**Task directions:** Output only the lines from the line holding "Category: terraced field" through the close of the records, exactly as they appear, with all pictures omitted.

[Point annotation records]
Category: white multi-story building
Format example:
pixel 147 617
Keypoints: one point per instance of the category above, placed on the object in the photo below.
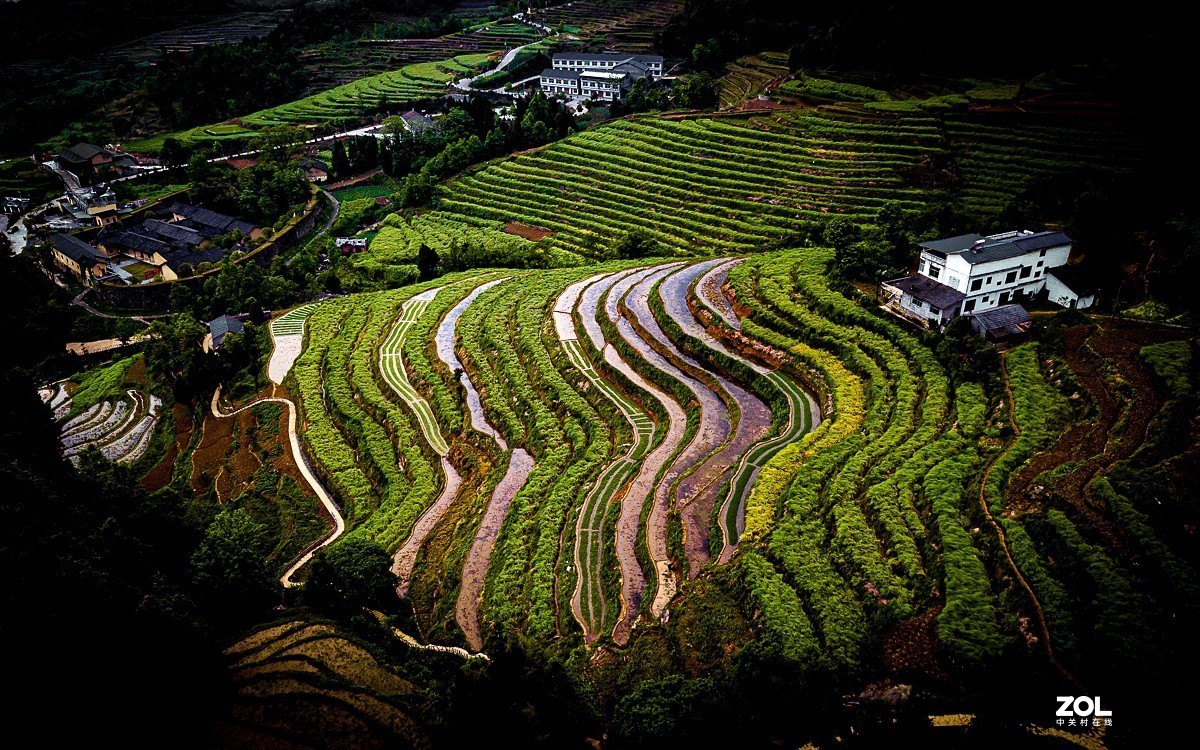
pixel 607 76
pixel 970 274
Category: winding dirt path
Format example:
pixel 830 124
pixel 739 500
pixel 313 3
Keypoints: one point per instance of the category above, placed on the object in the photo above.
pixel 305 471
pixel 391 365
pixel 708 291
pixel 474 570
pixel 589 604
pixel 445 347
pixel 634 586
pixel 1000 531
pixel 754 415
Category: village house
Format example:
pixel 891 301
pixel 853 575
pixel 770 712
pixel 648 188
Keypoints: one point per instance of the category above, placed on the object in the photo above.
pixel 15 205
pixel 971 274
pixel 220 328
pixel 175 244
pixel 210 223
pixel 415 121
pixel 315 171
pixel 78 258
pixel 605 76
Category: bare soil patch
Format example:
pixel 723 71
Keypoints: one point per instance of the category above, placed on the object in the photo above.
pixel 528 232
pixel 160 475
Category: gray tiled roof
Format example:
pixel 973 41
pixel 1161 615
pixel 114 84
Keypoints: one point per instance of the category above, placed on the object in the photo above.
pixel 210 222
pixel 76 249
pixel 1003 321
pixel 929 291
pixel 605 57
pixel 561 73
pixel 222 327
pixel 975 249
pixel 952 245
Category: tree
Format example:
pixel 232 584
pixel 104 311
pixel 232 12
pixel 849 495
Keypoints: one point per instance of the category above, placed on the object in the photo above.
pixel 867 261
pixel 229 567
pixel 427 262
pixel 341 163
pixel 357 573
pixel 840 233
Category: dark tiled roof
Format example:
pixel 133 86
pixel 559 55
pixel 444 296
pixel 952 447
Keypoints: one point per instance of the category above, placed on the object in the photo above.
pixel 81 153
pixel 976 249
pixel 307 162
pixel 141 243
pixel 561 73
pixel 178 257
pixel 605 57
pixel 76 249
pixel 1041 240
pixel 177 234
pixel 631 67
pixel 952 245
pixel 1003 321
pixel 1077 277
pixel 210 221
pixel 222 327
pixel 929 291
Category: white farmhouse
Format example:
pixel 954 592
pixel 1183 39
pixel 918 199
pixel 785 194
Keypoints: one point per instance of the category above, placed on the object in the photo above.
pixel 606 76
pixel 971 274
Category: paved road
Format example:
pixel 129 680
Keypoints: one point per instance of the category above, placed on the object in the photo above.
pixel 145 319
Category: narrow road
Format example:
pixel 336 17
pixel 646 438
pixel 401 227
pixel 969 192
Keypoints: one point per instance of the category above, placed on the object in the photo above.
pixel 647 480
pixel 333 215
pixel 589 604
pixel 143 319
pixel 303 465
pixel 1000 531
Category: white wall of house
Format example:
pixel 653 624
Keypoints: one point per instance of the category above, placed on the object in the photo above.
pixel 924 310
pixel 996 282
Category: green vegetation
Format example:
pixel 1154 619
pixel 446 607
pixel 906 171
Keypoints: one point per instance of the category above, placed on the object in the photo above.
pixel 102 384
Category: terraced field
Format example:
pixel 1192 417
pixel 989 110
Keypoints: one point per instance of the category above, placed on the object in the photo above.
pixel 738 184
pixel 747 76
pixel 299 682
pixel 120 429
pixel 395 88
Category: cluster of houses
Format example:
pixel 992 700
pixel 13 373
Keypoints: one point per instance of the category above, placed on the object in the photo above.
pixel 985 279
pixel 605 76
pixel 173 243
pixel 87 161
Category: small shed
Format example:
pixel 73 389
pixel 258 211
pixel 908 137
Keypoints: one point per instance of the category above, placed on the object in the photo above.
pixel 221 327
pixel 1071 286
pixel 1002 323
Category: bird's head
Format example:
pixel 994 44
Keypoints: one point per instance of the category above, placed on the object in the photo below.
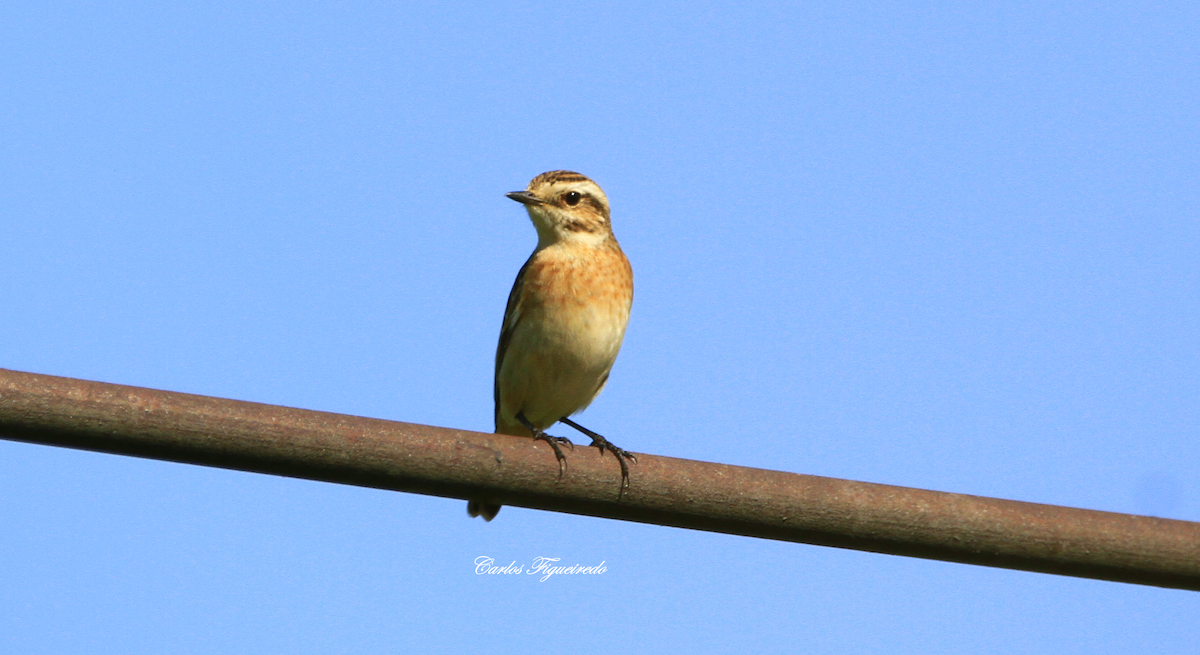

**Response to this task:**
Category: terraced field
Format example:
pixel 1192 417
pixel 989 110
Keypoints: one point per instance of the category above, placed on the object in the photo above.
pixel 738 184
pixel 747 76
pixel 299 682
pixel 120 429
pixel 395 88
Category: cluster of houses
Format example:
pixel 992 700
pixel 13 373
Keypoints: one point per instance of the category above, placed on the object in the photo above.
pixel 985 279
pixel 605 76
pixel 173 243
pixel 87 161
Category: small shed
Format example:
pixel 73 389
pixel 258 211
pixel 908 137
Keypoints: one point per instance of the category above, placed on the object in the photo above.
pixel 221 327
pixel 1071 286
pixel 1002 323
Category: bird's head
Format example:
pixel 994 44
Keypoints: one point per instance of the category above, placed on the object in the photo below.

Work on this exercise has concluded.